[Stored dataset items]

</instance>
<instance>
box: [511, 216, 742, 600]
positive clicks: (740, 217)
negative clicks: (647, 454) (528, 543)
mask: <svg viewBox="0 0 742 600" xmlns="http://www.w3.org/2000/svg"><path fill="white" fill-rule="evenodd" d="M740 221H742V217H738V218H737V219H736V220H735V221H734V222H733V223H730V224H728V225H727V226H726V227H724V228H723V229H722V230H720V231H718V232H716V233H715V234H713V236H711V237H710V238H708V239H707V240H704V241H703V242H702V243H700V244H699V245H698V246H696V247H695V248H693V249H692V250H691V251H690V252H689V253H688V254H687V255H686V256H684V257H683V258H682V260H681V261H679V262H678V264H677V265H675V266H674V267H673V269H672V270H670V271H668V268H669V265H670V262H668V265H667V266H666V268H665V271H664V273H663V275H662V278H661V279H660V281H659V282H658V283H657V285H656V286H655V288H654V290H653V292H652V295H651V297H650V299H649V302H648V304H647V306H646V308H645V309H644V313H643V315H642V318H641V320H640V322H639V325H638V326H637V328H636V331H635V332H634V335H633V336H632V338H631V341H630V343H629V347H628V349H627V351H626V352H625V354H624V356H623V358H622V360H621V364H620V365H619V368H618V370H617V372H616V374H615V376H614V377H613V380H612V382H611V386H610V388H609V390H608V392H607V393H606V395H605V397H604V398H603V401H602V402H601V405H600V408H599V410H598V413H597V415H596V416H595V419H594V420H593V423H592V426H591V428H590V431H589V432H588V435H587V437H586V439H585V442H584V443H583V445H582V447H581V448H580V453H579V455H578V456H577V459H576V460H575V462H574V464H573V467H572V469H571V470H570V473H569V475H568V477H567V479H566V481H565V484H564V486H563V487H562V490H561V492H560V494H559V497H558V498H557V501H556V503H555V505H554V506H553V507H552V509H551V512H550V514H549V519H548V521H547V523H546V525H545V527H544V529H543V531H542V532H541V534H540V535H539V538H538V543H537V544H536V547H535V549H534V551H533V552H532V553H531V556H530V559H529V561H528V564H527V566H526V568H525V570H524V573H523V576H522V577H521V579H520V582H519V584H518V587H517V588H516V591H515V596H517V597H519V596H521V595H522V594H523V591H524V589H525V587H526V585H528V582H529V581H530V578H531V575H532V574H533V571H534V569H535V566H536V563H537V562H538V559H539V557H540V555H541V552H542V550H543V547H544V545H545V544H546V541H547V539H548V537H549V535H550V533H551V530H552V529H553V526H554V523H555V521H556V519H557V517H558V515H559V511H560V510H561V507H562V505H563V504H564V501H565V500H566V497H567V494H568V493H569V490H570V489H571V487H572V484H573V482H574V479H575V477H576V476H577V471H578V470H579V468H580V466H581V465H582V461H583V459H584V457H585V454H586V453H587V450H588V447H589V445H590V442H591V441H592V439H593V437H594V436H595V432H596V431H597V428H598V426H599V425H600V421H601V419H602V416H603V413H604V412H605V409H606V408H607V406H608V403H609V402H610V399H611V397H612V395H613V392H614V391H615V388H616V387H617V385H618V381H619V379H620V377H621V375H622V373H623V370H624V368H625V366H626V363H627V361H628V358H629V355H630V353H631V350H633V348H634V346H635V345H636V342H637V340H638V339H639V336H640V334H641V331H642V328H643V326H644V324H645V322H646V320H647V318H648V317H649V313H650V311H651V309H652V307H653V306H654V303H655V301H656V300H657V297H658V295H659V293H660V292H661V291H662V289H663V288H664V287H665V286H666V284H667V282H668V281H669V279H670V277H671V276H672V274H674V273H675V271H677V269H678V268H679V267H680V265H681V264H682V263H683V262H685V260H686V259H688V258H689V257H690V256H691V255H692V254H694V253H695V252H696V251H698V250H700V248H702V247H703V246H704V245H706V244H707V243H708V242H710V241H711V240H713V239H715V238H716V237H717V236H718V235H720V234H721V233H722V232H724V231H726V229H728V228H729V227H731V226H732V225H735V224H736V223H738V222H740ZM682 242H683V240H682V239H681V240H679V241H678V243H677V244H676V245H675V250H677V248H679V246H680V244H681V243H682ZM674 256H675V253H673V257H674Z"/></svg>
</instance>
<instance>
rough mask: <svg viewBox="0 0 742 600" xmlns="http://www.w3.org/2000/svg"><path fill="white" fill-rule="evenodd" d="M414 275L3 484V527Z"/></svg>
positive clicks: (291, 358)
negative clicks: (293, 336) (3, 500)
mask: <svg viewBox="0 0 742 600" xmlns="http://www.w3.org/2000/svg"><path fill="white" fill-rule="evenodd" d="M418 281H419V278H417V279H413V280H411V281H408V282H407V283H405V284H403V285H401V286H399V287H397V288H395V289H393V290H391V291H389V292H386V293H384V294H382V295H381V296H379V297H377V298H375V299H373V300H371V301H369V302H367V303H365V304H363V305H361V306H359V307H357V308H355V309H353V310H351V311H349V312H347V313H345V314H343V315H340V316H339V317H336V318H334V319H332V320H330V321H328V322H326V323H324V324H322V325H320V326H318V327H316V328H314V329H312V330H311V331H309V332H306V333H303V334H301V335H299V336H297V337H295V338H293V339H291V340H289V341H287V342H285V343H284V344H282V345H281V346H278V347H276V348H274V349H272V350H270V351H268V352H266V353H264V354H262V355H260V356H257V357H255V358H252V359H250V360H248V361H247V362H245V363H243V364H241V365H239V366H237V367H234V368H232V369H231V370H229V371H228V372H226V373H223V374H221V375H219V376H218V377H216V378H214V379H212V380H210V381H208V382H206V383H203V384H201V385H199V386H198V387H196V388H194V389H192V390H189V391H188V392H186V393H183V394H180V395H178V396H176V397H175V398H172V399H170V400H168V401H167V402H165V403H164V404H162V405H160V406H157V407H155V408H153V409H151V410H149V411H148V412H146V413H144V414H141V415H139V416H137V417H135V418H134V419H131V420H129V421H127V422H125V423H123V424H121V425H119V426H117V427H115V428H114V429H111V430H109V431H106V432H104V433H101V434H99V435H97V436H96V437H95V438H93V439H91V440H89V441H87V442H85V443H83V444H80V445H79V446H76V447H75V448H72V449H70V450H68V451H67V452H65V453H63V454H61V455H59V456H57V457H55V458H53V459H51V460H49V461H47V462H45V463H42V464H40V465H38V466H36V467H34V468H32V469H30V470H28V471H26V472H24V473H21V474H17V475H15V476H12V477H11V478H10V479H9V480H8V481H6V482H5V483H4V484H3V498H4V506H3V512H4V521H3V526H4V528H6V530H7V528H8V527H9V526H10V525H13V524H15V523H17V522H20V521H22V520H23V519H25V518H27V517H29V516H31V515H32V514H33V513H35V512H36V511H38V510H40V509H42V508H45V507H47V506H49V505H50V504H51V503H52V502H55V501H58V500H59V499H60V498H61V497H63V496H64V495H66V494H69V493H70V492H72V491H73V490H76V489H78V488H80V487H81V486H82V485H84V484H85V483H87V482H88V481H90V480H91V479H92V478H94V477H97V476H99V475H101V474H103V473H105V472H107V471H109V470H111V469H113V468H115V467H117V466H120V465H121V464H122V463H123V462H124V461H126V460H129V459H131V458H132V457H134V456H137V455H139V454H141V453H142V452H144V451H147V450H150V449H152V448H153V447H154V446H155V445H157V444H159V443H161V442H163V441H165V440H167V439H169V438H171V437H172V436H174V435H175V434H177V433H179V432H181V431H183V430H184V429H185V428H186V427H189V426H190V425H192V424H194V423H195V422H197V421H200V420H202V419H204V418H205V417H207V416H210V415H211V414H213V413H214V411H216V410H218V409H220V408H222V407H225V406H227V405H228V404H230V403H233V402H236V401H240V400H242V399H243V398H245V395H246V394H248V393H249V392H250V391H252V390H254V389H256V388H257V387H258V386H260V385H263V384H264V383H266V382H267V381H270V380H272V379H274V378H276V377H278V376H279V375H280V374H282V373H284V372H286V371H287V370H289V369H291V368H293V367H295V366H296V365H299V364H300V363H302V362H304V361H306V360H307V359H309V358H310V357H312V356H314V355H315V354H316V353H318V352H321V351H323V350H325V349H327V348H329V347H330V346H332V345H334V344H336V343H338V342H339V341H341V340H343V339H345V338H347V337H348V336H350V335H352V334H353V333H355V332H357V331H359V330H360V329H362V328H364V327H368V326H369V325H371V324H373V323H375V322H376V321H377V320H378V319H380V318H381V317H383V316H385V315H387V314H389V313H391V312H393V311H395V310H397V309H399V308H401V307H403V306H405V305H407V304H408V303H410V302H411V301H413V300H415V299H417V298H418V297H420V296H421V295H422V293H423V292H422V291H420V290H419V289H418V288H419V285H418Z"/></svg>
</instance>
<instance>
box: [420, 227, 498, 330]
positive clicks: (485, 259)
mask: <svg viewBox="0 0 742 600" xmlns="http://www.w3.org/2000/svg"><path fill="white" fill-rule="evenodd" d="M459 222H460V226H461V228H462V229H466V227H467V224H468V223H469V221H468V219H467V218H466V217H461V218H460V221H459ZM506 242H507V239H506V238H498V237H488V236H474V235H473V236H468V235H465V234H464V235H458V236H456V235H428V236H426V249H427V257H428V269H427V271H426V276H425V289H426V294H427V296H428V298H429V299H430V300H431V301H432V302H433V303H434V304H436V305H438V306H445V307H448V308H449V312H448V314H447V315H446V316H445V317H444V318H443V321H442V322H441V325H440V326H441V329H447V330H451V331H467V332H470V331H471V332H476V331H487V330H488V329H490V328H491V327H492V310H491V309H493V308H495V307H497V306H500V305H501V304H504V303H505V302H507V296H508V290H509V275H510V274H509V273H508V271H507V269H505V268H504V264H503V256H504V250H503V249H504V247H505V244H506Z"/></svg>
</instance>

__What to produce__
Lines after the one containing "positive clicks: (740, 217)" are left out; every line from the start of the entries through that line is restated word for word.

__Your solution__
</instance>
<instance>
box: [511, 216, 742, 600]
positive clicks: (740, 217)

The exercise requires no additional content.